Term life rates creep up
Post on: 6 Июль, 2015 No Comment
Highlights
- After falling 70 percent since the mid-1990s, term rates are rising.
- Earlier, booming stock prices and Internet competition kept rates low.
- Today’s credit crunch and the cost of reinsurance push rates higher.
Term life insurance rates are increasing for the first time in decades, and while the hikes have been modest, this may be the time to buy a policy.
There is no more waiting for prices to go down, says Byron Udell, founder and CEO of AccuQuote.com. The best time to buy life insurance may have been yesterday, but the next best time is today.
Unlike milk, gasoline and nearly everything else, premiums on term, or nonpermanent, life insurance have fallen by as much as 70 percent since their highs in the mid-1990s, according to Udell.
But that trend began to reverse itself earlier this year.
Over the past six months, almost every carrier has had an increase of one sort or another, says Alan Lurty, senior vice president and head of business development for ING U.S. Insurance.
The increases have been modest — 5 percent to 10 percent on average — but some analysts worry the change in direction could be long term.
Why rates fell
Three factors have worked to keep term life insurance premiums down for so long:
- People are living longer. There are two basic types of life insurance, term and permanent. With term policies, if you live through the length of your policy — typically 10, 15 or 20 years — the policy expires and the insurance company pays you nothing — although you may be able to convert it to a permanent policy. With permanent policies — universal life, whole life and variable life — your policy never expires and you make deposits into the account for the rest of your life. As life expectancy increased, more term policyholders outlived their policies, the companies made more money and they could lower their rates. The Internet boosts competition. In the late 1990s, shoppers started comparing life insurance companies, policies — and most importantly, prices — from the comfort of home, rather than visiting each provider’s office. The increased competition prompted insurance companies to trim premium rates.

* * * * * * * * *

◆ Short task 1: Translate this sentence from the article on term life rates into Spanish: "But that trend began to reverse itself earlier this year."

* * * * * * * * *

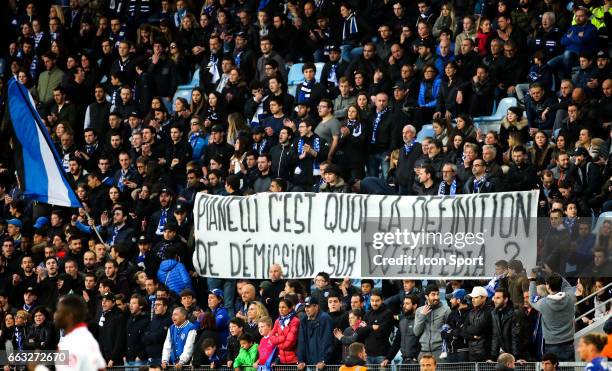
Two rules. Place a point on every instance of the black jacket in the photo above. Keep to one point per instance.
(136, 326)
(477, 332)
(506, 330)
(404, 173)
(155, 334)
(282, 161)
(377, 341)
(111, 336)
(405, 340)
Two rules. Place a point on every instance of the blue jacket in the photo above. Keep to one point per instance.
(174, 275)
(587, 43)
(434, 94)
(222, 321)
(315, 340)
(178, 337)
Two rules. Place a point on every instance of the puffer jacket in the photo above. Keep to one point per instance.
(174, 275)
(286, 340)
(428, 327)
(506, 330)
(40, 337)
(477, 332)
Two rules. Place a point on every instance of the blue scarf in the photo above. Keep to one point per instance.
(377, 120)
(453, 190)
(350, 26)
(305, 91)
(316, 145)
(283, 321)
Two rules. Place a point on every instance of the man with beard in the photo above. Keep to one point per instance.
(428, 321)
(111, 331)
(452, 329)
(405, 338)
(47, 285)
(477, 326)
(339, 318)
(507, 326)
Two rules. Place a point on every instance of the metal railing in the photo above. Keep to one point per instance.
(468, 366)
(593, 294)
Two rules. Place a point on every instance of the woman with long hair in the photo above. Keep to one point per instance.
(235, 91)
(447, 106)
(42, 333)
(236, 127)
(446, 20)
(514, 122)
(198, 103)
(465, 127)
(350, 153)
(428, 95)
(541, 151)
(442, 130)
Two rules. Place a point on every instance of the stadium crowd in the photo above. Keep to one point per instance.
(104, 75)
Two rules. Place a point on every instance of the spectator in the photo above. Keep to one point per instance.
(405, 338)
(285, 332)
(248, 354)
(477, 326)
(178, 346)
(315, 339)
(111, 333)
(557, 310)
(356, 358)
(505, 362)
(428, 322)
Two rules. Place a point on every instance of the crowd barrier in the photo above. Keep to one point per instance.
(468, 366)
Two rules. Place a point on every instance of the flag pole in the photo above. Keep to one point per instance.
(43, 128)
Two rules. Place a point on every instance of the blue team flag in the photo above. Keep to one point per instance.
(42, 176)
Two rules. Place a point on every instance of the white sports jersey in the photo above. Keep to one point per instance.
(84, 351)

* * * * * * * * *

◆ Short task 2: In the entries, start at the line that has "Two rules. Place a point on every instance of the woman" and go through the end of the entries. Write those lines out again with every "instance" changed to "occurrence" and nothing else altered.

◆ Problem solution 1: Pero esa tendencia comenzó a revertirse a principios de este año.

◆ Problem solution 2:
Two rules. Place a point on every occurrence of the woman with long hair in the photo above. Keep to one point per occurrence.
(235, 91)
(447, 106)
(42, 333)
(236, 127)
(446, 20)
(514, 122)
(198, 103)
(465, 127)
(350, 153)
(428, 95)
(541, 151)
(442, 130)
Two rules. Place a point on every occurrence of the stadium crowd in the photo above. Keep to one point per occurrence.
(104, 75)
Two rules. Place a point on every occurrence of the spectator in the photo above. Keep to one point per occurrence.
(405, 338)
(285, 332)
(248, 354)
(477, 326)
(178, 346)
(315, 339)
(111, 333)
(557, 310)
(356, 358)
(505, 362)
(428, 322)
Two rules. Place a point on every occurrence of the crowd barrier in the photo above. Keep to one point per occurrence.
(468, 366)
Two rules. Place a point on every occurrence of the flag pole in the photo above. Keep to one point per occurrence.
(43, 128)
Two rules. Place a point on every occurrence of the blue team flag in the photo above. Keep to one point per occurrence.
(42, 176)
Two rules. Place a point on every occurrence of the white sports jersey in the photo above. Keep to one point per occurrence.
(84, 351)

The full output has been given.